Tugas Anda:
A) Sebutkan semua nama orang yang muncul dalam berita tentang pemilihan rektor UNS.
B) Ulangi bagian berita tentang pemilihan rektor UNS mulai dari kata-kata yang memuat "Media Indonesia.com •", lalu berhenti setelah "5 April 2023.".

Kutipan Dokumen:
........

Plt Dirjen Diktiristek, Kemendikbudristek, Nizam. DOK YouTube SNPMB BPPP
Plt Dirjen Diktiristek, Kemendikbudristek, Nizam. DOK YouTube SNPMB BPPP

Plt Dirjen Diktiristek Tak Mau Buka Mulut Soal Pelanggaran MWA UNS

Media Indonesia.com • 06 April 2023 09:52
Jakarta: Plt Direktur Jenderal Pendidikan Tinggi, Riset, dan Teknologi (Dirjen Diktiristek) Nizam tak mau buka mulut soal pelanggaran Majelis Wali Amanat Universitas Sebelas Maret (MWA UNS) yang sampai membatalkan pemilihan rektor periode 2023-2028 Sajidan. Nizam cuma menyebut pemilihan rektor bertentangan dengan undang-undang.
 
“Saya tidak boleh menyampaikan (pelanggaran apa yang dilakukan). Karena hasil investigasi Irjen kan sifatnya rahasia. Dan tindak-lanjutnya oleh Sekjen,” ujar Nizam kepada Media Indonesia, Rabu, 5 April 2023.
 
Nizam menyebut kasus yang terjadi di UNS merupakan hal yang biasa terjadi. Tim investigasi Kemendikbudristek akan turun meninjau bila menemukan kecurangan, pelanggaran peraturan, atau pelanggaran prosedur.

“Sebetulnya kasus semacam UNS ini hal biasa. Langkah kita (melihat masalah di UNS), kita menurunkan tim investigasi. Kalau ditemukan kecurangan atau pelanggaran ya harus dibatalkan,” kata Nizam.
 
Nizam juga menanggapi soal persentase suara Mendikbudristek Nadiem Makarim sebesar 35 persen dalam pemilihan rektor tidak menjadi masalah. Malah, kata Nizam, seharusnya suara pemerintah dalam pemilihan rektor di perguruan tinggi negeri 100 persen.
 
“Lah, PTN kan 100 persen milik negara, mestinya malah 100 persen. Jabatan rektor itu beda dengan ketua ormas, idealnya bukan berdasar election tapi selection. Seperti pengisian jabatan publik, basisnya merit,” tegas Nizam.
 
Sementara itu, pengamat pendidikan Doni Koesoema menilai suara menteri dalam pemilihan rektor sebesar 35 persen terlalu banyak. Sehingga, universitas tidak bisa independen dalam menentukan rektor terbaik menurut senat mahasiswa dan seluruh sivitas akademik.

........

Kumpulan Data:
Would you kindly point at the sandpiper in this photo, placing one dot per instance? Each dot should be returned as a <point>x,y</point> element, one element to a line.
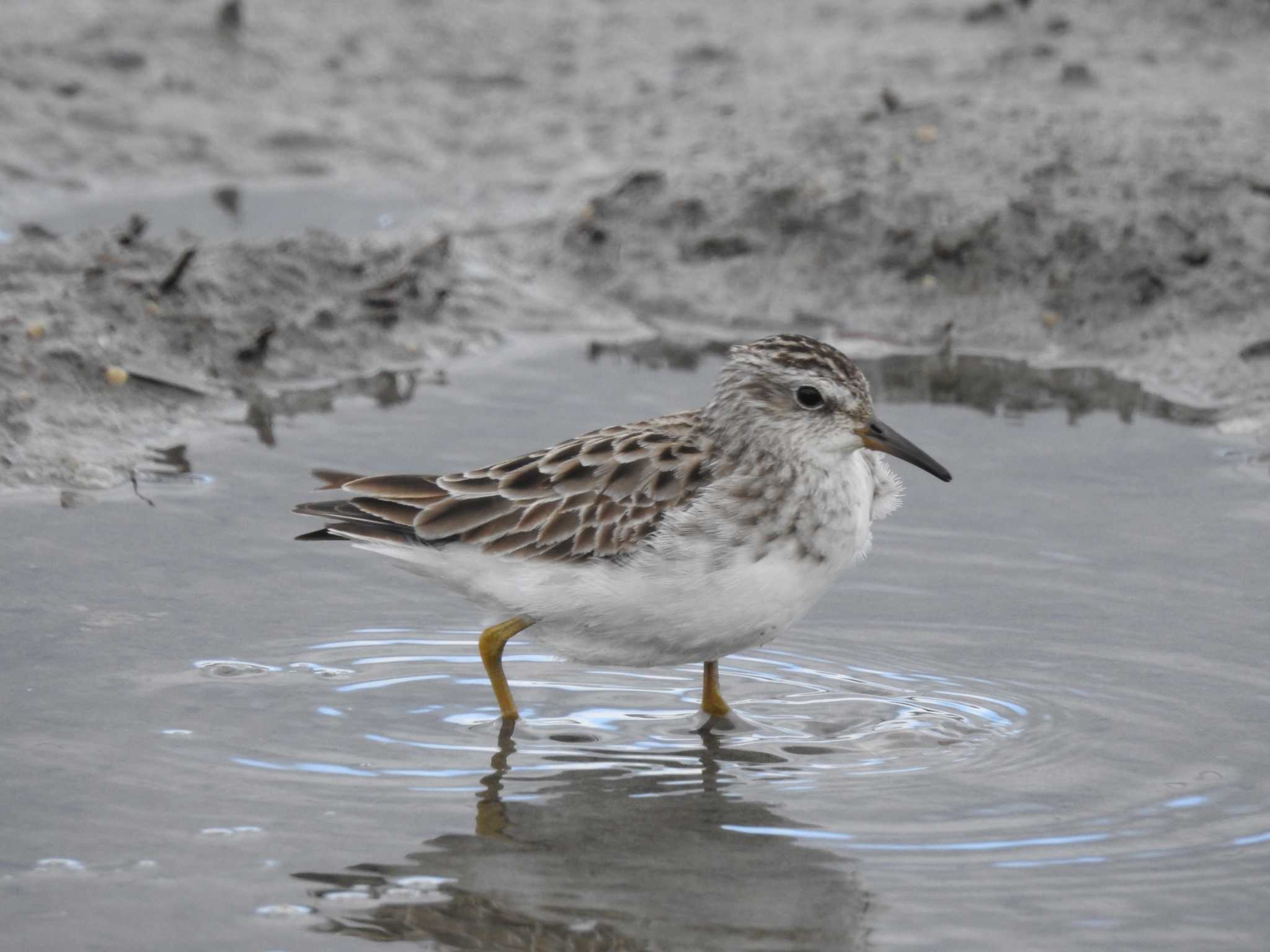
<point>673,540</point>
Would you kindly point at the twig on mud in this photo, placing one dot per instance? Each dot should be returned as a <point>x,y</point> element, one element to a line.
<point>168,284</point>
<point>133,479</point>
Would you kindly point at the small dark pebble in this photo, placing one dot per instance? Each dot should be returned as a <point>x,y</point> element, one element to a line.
<point>1256,352</point>
<point>230,17</point>
<point>986,13</point>
<point>1076,74</point>
<point>1197,257</point>
<point>35,231</point>
<point>719,247</point>
<point>255,352</point>
<point>134,230</point>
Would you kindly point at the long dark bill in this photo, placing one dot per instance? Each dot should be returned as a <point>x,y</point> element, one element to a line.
<point>878,436</point>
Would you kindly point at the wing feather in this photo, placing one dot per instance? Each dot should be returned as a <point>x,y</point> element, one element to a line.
<point>597,495</point>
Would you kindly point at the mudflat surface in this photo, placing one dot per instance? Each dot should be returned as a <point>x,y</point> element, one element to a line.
<point>1066,182</point>
<point>1028,720</point>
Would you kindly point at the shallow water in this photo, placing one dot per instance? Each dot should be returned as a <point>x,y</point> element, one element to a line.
<point>1032,719</point>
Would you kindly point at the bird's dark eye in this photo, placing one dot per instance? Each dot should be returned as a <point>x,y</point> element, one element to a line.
<point>809,398</point>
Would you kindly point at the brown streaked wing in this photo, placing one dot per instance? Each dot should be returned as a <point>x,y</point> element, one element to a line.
<point>593,496</point>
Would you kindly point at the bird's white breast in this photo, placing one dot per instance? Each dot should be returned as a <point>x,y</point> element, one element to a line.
<point>690,596</point>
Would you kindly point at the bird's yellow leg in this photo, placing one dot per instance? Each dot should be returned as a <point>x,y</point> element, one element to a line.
<point>711,701</point>
<point>492,641</point>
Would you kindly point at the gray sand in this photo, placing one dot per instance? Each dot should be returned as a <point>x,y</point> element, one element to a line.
<point>1068,183</point>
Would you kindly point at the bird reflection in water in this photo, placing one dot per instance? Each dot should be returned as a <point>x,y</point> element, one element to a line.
<point>609,860</point>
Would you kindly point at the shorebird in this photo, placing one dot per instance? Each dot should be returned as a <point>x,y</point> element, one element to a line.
<point>680,539</point>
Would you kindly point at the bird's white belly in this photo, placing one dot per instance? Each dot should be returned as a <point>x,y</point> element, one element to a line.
<point>655,612</point>
<point>690,599</point>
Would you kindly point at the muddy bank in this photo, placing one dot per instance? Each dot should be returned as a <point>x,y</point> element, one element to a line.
<point>1065,183</point>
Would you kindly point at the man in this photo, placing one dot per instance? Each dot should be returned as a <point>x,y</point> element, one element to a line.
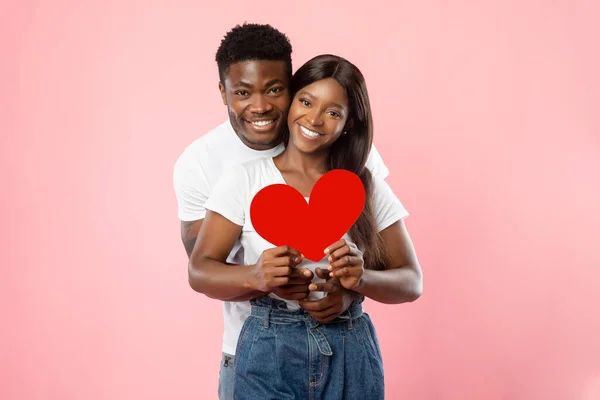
<point>255,69</point>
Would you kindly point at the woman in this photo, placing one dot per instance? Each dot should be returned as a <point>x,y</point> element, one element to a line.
<point>282,352</point>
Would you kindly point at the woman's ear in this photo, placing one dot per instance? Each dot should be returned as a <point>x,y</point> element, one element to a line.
<point>349,125</point>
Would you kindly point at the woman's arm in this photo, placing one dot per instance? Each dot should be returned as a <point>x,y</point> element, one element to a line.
<point>400,281</point>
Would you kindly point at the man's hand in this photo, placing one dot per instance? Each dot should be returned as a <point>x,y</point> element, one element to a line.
<point>274,268</point>
<point>297,286</point>
<point>336,301</point>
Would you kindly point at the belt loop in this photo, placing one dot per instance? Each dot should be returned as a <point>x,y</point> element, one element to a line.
<point>267,316</point>
<point>349,318</point>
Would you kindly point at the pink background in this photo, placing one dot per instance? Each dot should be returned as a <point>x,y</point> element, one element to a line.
<point>485,112</point>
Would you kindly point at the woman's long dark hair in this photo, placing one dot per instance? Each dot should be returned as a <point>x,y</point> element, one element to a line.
<point>350,151</point>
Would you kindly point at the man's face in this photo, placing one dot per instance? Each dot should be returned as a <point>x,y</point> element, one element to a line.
<point>257,98</point>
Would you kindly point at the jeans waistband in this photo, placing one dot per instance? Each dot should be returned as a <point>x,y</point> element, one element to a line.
<point>274,311</point>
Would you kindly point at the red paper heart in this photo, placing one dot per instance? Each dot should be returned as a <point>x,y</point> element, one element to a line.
<point>281,215</point>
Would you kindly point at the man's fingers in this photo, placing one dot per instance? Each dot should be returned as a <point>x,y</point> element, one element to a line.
<point>342,251</point>
<point>335,246</point>
<point>345,261</point>
<point>279,281</point>
<point>327,287</point>
<point>322,273</point>
<point>281,271</point>
<point>302,273</point>
<point>285,250</point>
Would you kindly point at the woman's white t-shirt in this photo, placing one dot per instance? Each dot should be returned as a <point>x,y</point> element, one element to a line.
<point>232,195</point>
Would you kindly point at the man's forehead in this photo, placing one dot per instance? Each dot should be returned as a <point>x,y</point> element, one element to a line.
<point>257,72</point>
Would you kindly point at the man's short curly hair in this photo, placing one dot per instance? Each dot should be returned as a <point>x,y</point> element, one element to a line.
<point>253,42</point>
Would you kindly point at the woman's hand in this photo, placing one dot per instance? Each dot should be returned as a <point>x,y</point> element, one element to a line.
<point>347,263</point>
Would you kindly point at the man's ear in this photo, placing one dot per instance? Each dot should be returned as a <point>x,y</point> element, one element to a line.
<point>222,90</point>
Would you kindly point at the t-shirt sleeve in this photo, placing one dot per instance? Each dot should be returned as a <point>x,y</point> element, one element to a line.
<point>229,197</point>
<point>376,165</point>
<point>191,188</point>
<point>387,208</point>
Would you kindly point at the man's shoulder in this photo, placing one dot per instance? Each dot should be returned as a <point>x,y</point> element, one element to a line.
<point>207,149</point>
<point>219,136</point>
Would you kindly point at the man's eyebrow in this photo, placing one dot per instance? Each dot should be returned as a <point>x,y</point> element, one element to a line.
<point>341,107</point>
<point>273,82</point>
<point>242,83</point>
<point>307,94</point>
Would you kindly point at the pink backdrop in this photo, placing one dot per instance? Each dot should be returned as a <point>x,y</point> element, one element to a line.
<point>485,112</point>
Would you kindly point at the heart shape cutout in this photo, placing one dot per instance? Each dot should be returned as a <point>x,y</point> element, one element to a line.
<point>281,215</point>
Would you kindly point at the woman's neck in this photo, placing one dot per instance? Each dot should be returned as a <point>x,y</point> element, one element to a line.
<point>292,160</point>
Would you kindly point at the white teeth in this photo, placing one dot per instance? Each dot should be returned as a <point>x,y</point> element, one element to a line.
<point>262,123</point>
<point>308,132</point>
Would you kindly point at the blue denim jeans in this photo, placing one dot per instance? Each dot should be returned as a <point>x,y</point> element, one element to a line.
<point>285,354</point>
<point>226,375</point>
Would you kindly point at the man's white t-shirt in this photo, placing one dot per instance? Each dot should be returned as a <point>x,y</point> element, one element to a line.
<point>196,172</point>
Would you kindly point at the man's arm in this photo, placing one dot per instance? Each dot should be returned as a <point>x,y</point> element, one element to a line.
<point>189,234</point>
<point>210,275</point>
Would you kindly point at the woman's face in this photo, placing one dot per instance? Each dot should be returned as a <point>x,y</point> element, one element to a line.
<point>317,116</point>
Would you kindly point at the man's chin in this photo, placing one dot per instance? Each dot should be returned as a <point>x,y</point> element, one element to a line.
<point>264,140</point>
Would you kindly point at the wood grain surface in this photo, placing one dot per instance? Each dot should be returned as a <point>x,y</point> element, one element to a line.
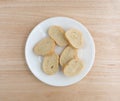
<point>19,17</point>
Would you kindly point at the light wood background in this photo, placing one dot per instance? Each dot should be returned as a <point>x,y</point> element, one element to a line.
<point>19,17</point>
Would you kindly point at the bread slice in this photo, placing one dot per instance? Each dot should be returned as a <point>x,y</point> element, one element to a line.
<point>44,47</point>
<point>58,35</point>
<point>67,54</point>
<point>51,64</point>
<point>74,37</point>
<point>73,67</point>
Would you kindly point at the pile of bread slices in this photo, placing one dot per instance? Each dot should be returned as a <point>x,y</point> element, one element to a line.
<point>72,40</point>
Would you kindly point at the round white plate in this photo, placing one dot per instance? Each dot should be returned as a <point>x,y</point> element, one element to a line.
<point>86,54</point>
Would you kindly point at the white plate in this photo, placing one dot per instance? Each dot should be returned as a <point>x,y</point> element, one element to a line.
<point>87,53</point>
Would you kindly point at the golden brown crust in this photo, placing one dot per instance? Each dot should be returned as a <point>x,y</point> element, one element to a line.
<point>74,37</point>
<point>67,54</point>
<point>58,35</point>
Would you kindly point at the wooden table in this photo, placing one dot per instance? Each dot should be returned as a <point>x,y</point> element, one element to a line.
<point>19,17</point>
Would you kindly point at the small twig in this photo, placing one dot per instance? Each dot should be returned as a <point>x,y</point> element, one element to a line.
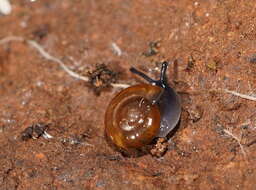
<point>49,57</point>
<point>244,96</point>
<point>237,139</point>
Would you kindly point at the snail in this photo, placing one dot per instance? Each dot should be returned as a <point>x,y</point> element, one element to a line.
<point>143,112</point>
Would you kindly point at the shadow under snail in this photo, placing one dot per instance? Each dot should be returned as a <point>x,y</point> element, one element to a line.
<point>141,113</point>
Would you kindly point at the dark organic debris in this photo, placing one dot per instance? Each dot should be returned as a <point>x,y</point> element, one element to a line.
<point>41,32</point>
<point>159,148</point>
<point>214,64</point>
<point>101,78</point>
<point>190,64</point>
<point>252,59</point>
<point>34,131</point>
<point>153,49</point>
<point>195,113</point>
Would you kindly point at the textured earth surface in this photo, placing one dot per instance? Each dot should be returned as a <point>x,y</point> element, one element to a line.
<point>214,43</point>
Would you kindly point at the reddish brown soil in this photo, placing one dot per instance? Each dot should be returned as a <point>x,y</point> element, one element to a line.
<point>219,35</point>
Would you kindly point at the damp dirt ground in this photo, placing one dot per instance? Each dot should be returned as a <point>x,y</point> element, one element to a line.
<point>214,43</point>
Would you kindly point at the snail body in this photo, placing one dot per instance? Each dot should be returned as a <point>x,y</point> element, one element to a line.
<point>140,113</point>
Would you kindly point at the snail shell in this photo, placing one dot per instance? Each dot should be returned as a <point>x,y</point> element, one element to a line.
<point>140,113</point>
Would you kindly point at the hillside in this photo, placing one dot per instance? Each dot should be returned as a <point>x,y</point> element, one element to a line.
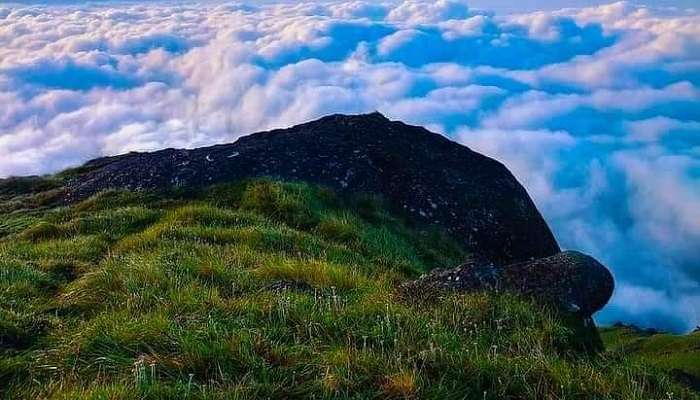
<point>677,354</point>
<point>264,289</point>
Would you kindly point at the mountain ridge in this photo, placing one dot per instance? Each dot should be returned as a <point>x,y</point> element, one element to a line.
<point>428,177</point>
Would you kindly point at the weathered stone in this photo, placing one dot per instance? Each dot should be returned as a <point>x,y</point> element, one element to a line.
<point>576,282</point>
<point>429,178</point>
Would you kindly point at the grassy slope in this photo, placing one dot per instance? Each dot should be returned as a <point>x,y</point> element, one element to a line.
<point>667,351</point>
<point>267,289</point>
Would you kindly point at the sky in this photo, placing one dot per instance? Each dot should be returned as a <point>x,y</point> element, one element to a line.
<point>595,107</point>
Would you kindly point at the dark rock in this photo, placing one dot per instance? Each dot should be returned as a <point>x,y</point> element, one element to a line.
<point>574,281</point>
<point>429,178</point>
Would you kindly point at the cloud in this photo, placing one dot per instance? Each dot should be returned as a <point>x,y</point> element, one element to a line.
<point>596,110</point>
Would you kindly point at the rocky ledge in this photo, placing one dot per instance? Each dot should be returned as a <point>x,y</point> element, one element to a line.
<point>423,175</point>
<point>575,282</point>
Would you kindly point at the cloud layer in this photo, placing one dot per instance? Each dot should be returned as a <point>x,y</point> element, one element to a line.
<point>596,110</point>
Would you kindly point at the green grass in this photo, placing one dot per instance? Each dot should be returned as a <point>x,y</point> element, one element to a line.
<point>667,351</point>
<point>265,289</point>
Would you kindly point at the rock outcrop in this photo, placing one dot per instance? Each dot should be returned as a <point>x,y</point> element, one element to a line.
<point>429,178</point>
<point>574,281</point>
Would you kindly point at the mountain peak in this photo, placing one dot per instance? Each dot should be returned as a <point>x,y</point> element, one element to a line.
<point>426,177</point>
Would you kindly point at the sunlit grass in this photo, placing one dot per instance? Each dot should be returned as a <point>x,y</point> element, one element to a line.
<point>270,290</point>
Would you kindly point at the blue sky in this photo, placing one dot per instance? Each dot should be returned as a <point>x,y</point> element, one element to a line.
<point>595,108</point>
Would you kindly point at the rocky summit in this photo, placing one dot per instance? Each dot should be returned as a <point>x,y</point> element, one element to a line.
<point>573,281</point>
<point>425,176</point>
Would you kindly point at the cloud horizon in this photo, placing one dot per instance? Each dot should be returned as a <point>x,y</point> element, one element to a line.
<point>596,110</point>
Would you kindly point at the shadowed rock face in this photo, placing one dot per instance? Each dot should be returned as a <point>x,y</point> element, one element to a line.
<point>429,178</point>
<point>574,281</point>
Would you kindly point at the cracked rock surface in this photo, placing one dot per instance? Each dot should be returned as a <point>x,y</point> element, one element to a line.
<point>572,280</point>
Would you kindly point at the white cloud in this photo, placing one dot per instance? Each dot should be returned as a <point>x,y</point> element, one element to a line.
<point>596,110</point>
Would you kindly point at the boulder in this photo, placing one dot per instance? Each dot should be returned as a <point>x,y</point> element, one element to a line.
<point>572,280</point>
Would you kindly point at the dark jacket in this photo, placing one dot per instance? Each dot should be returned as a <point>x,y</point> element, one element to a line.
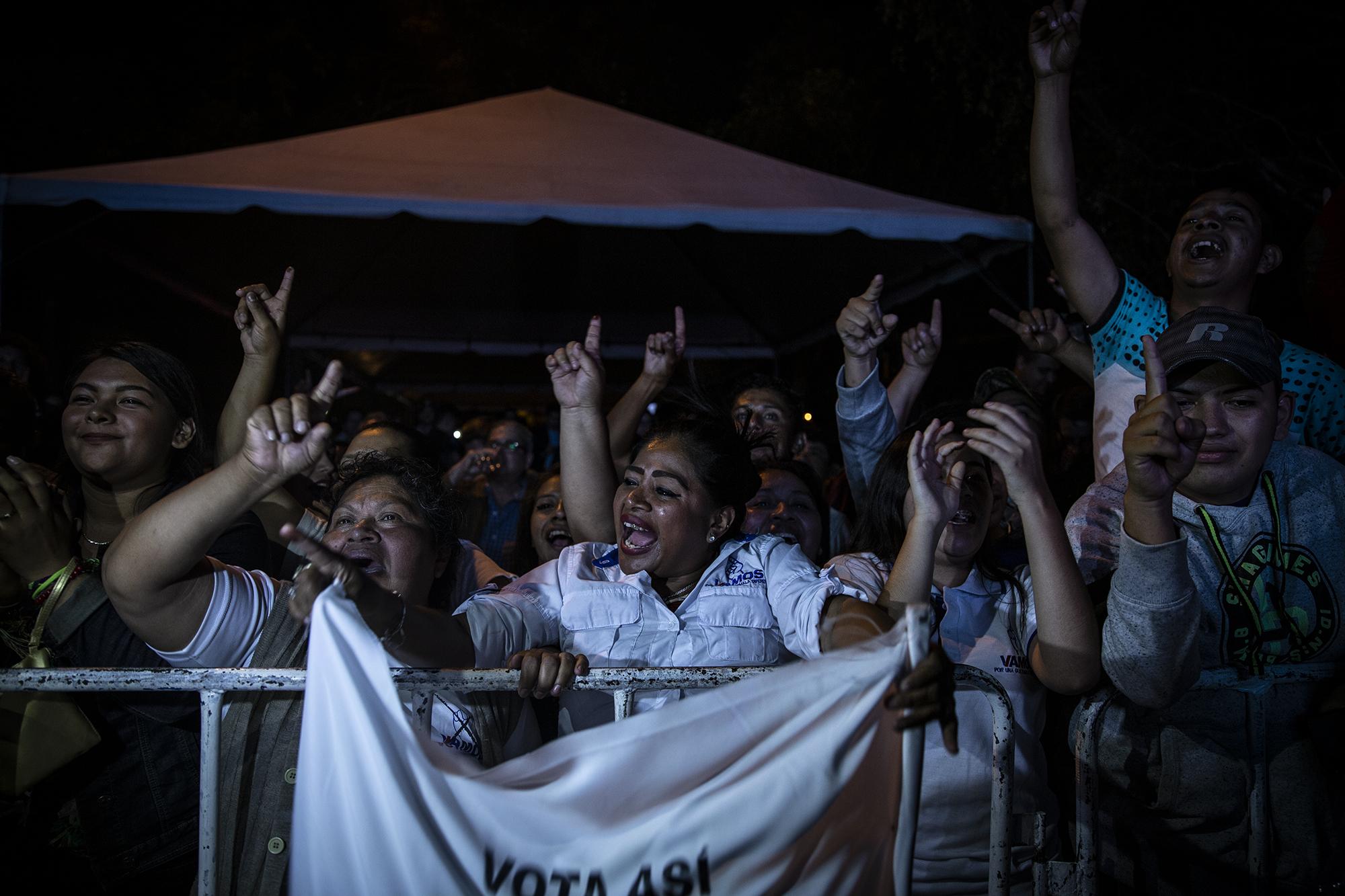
<point>138,791</point>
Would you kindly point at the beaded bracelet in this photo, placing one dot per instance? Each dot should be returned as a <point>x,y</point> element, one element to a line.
<point>77,567</point>
<point>40,585</point>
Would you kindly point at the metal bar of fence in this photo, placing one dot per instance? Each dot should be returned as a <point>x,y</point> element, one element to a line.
<point>1256,690</point>
<point>1001,770</point>
<point>461,680</point>
<point>209,818</point>
<point>213,682</point>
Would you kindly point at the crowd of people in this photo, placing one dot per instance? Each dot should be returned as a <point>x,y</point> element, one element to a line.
<point>1144,493</point>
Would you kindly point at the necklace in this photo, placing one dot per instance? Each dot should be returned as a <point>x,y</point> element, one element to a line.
<point>676,598</point>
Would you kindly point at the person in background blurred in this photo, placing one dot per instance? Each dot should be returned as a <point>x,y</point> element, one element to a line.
<point>769,412</point>
<point>545,529</point>
<point>494,482</point>
<point>790,505</point>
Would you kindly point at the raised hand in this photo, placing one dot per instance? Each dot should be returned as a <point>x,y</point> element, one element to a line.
<point>325,567</point>
<point>937,495</point>
<point>1011,443</point>
<point>922,343</point>
<point>1039,329</point>
<point>289,436</point>
<point>36,530</point>
<point>1160,442</point>
<point>863,326</point>
<point>260,315</point>
<point>927,693</point>
<point>547,671</point>
<point>664,350</point>
<point>1054,38</point>
<point>578,376</point>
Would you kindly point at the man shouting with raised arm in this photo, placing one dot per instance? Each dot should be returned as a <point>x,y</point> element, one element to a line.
<point>1230,557</point>
<point>1219,251</point>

........

Jawaban:
A) Nizam, Sajidan, Nadiem Makarim, Doni Koesoema

B)
Media Indonesia.com • 06 April 2023 09:52
Jakarta: Plt Direktur Jenderal Pendidikan Tinggi, Riset, dan Teknologi (Dirjen Diktiristek) Nizam tak mau buka mulut soal pelanggaran Majelis Wali Amanat Universitas Sebelas Maret (MWA UNS) yang sampai membatalkan pemilihan rektor periode 2023-2028 Sajidan. Nizam cuma menyebut pemilihan rektor bertentangan dengan undang-undang.
 
“Saya tidak boleh menyampaikan (pelanggaran apa yang dilakukan). Karena hasil investigasi Irjen kan sifatnya rahasia. Dan tindak-lanjutnya oleh Sekjen,” ujar Nizam kepada Media Indonesia, Rabu, 5 April 2023.